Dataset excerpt
※

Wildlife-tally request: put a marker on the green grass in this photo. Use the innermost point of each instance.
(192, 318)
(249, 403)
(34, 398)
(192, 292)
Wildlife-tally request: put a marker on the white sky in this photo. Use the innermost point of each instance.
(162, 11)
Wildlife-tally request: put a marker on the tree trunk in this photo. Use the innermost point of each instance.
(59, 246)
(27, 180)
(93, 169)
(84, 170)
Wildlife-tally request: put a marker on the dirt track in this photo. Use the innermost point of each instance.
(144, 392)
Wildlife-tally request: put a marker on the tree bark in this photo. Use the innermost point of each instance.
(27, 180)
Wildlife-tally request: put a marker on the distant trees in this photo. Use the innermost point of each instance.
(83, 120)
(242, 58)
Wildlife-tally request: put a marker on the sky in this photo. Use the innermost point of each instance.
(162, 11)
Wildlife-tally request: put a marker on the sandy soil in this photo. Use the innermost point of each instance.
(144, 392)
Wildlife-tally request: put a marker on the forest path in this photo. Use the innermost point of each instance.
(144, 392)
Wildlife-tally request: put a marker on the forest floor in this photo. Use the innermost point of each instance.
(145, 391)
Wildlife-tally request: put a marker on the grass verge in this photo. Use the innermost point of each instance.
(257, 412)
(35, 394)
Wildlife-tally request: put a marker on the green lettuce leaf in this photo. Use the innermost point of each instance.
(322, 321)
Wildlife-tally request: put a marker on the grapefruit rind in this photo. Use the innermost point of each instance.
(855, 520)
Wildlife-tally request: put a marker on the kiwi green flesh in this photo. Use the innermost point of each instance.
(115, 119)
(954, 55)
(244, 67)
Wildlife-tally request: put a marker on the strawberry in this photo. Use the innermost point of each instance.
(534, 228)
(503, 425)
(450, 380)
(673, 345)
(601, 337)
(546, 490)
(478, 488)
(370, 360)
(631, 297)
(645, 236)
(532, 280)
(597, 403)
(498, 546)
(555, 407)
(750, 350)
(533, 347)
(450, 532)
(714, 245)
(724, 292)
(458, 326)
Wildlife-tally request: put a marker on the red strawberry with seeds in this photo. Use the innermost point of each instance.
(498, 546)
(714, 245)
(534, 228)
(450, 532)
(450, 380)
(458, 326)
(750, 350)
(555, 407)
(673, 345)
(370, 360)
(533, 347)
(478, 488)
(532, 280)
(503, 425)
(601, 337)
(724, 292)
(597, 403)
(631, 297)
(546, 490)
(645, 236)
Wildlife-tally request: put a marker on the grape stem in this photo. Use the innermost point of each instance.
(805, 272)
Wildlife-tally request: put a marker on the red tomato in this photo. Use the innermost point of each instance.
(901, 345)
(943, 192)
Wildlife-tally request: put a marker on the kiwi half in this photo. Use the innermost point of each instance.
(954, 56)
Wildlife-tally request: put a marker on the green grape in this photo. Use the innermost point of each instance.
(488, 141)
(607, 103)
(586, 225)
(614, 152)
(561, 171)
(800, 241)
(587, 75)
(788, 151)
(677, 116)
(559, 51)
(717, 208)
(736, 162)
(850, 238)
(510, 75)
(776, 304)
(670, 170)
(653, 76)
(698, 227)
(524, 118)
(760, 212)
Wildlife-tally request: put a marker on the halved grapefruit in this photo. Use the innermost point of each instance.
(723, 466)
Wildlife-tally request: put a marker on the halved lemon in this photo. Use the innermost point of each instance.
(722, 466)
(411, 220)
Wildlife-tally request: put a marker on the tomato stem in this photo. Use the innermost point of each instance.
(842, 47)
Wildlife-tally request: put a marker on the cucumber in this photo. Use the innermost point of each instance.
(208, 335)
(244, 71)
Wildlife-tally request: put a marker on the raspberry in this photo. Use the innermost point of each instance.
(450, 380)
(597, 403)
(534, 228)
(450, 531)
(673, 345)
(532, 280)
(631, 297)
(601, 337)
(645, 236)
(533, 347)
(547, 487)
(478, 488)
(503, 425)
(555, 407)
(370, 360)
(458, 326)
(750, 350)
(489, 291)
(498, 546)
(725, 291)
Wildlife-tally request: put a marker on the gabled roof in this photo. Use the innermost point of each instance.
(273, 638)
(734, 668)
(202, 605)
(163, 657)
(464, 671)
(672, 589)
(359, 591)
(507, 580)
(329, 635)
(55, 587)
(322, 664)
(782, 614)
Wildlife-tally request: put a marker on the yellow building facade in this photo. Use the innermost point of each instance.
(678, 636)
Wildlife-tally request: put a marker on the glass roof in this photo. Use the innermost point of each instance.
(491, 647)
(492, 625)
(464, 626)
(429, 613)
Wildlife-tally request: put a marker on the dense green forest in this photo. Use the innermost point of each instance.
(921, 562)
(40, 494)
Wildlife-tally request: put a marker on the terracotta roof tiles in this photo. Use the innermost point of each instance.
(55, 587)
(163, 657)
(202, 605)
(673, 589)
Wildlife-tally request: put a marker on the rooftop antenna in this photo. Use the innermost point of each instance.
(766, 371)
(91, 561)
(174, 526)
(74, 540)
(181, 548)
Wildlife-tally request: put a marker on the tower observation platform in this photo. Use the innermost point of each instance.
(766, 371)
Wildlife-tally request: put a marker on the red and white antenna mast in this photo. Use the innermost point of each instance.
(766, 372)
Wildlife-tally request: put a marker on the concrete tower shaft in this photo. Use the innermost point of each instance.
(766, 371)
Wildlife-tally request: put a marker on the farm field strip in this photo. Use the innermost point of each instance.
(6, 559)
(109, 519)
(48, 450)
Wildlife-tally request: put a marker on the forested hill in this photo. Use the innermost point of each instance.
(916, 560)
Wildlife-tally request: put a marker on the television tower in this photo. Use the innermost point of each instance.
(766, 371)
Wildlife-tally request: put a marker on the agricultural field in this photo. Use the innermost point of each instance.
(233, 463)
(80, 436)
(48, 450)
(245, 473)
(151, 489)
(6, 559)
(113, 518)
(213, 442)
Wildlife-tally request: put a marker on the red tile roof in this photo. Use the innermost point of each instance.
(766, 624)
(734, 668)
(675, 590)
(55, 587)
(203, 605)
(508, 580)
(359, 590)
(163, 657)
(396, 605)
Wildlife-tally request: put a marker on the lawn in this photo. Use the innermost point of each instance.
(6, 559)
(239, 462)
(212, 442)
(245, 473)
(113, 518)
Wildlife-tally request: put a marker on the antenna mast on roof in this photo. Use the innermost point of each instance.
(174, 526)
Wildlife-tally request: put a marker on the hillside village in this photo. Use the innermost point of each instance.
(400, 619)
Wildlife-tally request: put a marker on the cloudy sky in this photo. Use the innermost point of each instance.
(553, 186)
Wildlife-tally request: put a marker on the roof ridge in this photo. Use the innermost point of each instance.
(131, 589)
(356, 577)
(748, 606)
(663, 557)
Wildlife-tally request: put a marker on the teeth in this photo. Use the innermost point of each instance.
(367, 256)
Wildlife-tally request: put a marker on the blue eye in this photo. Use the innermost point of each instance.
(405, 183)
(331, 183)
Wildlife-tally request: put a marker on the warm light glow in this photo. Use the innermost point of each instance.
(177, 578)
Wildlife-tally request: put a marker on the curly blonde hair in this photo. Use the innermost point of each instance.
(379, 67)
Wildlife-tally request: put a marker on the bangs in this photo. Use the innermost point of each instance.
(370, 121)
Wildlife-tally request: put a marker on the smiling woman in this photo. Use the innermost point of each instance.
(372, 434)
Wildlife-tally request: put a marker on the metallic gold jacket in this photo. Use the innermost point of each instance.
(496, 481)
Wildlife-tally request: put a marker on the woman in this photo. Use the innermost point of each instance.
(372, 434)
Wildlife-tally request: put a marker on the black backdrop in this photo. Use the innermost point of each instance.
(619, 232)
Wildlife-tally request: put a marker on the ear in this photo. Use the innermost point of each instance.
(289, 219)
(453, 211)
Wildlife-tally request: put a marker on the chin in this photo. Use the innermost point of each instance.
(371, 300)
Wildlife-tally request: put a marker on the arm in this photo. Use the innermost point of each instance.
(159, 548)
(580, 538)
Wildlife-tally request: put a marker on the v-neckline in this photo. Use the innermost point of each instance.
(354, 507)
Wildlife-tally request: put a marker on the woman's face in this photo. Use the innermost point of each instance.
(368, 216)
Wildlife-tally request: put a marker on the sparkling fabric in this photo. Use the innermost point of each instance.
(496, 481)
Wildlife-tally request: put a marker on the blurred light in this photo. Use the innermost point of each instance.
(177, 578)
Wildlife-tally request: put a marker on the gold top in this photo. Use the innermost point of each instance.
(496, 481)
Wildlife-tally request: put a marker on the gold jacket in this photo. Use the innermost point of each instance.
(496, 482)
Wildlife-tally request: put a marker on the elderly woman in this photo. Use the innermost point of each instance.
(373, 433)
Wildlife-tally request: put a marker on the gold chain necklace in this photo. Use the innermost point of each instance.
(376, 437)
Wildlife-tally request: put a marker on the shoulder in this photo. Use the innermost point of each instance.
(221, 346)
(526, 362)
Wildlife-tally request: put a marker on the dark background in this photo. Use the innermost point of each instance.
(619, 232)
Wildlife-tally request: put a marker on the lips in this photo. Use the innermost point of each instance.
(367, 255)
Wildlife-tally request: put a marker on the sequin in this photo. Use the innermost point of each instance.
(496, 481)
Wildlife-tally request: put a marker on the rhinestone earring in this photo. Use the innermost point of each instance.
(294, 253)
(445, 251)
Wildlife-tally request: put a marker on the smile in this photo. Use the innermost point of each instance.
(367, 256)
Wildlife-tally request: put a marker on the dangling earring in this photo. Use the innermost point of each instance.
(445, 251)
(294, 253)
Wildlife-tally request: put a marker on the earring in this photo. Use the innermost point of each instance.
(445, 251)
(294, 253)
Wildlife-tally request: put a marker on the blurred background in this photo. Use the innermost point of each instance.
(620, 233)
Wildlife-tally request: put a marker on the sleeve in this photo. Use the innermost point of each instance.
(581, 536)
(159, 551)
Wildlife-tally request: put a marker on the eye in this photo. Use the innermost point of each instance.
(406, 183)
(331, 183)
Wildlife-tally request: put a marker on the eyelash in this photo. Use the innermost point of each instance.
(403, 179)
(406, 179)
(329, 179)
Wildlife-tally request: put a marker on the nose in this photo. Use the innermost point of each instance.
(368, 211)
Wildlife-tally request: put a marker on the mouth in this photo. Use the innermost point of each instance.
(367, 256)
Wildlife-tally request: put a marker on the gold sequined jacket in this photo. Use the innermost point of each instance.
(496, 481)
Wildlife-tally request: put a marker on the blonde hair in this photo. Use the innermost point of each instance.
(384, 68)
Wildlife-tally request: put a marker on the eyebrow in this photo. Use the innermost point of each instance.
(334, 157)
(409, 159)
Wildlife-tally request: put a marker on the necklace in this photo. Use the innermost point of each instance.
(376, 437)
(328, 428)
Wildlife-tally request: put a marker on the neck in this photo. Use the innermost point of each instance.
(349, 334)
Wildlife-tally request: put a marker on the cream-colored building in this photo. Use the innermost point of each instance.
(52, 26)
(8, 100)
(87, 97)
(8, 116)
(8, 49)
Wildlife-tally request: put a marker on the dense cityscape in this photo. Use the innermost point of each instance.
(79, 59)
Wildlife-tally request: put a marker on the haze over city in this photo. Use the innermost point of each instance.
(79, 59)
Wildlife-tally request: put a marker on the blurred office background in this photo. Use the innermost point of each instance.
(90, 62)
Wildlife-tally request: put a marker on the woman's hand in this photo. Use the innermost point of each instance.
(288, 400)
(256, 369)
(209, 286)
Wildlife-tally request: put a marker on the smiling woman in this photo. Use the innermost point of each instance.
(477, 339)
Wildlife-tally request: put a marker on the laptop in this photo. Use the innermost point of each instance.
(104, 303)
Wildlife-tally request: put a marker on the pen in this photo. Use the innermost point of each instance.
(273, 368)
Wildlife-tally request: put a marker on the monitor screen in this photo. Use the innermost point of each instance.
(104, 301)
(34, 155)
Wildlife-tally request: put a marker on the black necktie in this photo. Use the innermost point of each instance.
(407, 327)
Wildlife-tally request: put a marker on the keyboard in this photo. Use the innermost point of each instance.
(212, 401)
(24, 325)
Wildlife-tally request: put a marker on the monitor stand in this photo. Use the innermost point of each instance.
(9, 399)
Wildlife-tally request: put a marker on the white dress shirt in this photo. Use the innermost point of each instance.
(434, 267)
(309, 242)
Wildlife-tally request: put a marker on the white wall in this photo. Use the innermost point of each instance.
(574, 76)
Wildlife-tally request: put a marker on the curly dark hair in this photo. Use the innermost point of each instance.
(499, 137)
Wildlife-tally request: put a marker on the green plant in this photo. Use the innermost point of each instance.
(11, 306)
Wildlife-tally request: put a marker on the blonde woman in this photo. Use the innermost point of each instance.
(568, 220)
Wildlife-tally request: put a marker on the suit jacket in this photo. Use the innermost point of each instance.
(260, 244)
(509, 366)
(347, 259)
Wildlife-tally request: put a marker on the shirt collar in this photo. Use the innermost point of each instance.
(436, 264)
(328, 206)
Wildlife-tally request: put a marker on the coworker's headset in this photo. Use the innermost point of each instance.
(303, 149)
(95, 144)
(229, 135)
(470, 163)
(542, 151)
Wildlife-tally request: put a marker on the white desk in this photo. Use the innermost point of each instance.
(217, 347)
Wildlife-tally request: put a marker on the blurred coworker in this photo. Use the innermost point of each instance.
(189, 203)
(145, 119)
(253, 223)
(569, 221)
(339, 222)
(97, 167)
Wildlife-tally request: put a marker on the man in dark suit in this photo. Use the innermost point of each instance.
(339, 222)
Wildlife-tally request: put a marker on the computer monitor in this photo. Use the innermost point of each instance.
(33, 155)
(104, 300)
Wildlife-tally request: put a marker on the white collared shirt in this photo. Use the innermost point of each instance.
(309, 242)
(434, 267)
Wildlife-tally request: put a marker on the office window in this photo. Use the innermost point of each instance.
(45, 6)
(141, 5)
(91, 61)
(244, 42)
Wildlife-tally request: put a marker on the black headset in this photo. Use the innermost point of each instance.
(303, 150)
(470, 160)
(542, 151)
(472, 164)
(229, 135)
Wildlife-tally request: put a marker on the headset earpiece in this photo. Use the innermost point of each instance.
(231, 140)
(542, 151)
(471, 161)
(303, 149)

※

# PROBLEM TO WORK ON
Quote, without alteration, the final stretch of the entries: the line with "Wildlife-tally request: put a marker on the curly dark" onward to the last line.

# ANSWER TO THE PROBLEM
Wildlife-tally request: put a marker on the curly dark hair in this photo. Use the innermost point of each instance.
(499, 137)
Wildlife-tally request: put a marker on the green plant in this photo. Use the innermost point of each instance.
(11, 306)
Wildlife-tally request: put a marker on the blonde woman in this photo. Use the innermost point of each instance.
(568, 220)
Wildlife-tally request: put a marker on the suit jacket in this photo. Use the innermost point of each instance.
(260, 244)
(509, 366)
(347, 259)
Wildlife-tally request: put a marker on the shirt collar in this photo. Use the innermost point of each instance.
(436, 264)
(328, 206)
Wildlife-tally request: put a marker on the coworker's headset in this photo. Use the innermost point of each instance.
(303, 149)
(95, 144)
(229, 135)
(470, 163)
(542, 151)
Wildlife-tally request: put a marker on the white desk in this photo. Use the innermost point of each instance.
(217, 347)
Wildlife-tally request: put a marker on the blurred coworker in this photo. Use the innermost point of each instance.
(189, 203)
(145, 119)
(253, 223)
(569, 221)
(339, 222)
(97, 167)
Wildlife-tally request: put a marker on the man in dark suit in this photo. Use the innermost point of each instance.
(339, 222)
Wildlife-tally request: put a marker on the computer monitor in this photo. Use the innermost point of each instance.
(33, 155)
(104, 300)
Wildlife-tally request: put a marker on the white collared shirt in this photo. Use the innermost point of each instance.
(309, 242)
(434, 267)
Wildlife-tally request: put a marker on the office window in this photo. Use the innermost point of each instance.
(45, 6)
(141, 5)
(91, 61)
(244, 42)
Wildlife-tally request: put a marker on the black headset in this photo. Use the innermost point of each instance.
(303, 150)
(470, 160)
(542, 151)
(472, 164)
(229, 135)
Wildlife-tally request: put a marker on the headset earpiece in this photo. Use the innermost point of each instance.
(231, 140)
(542, 151)
(471, 161)
(303, 149)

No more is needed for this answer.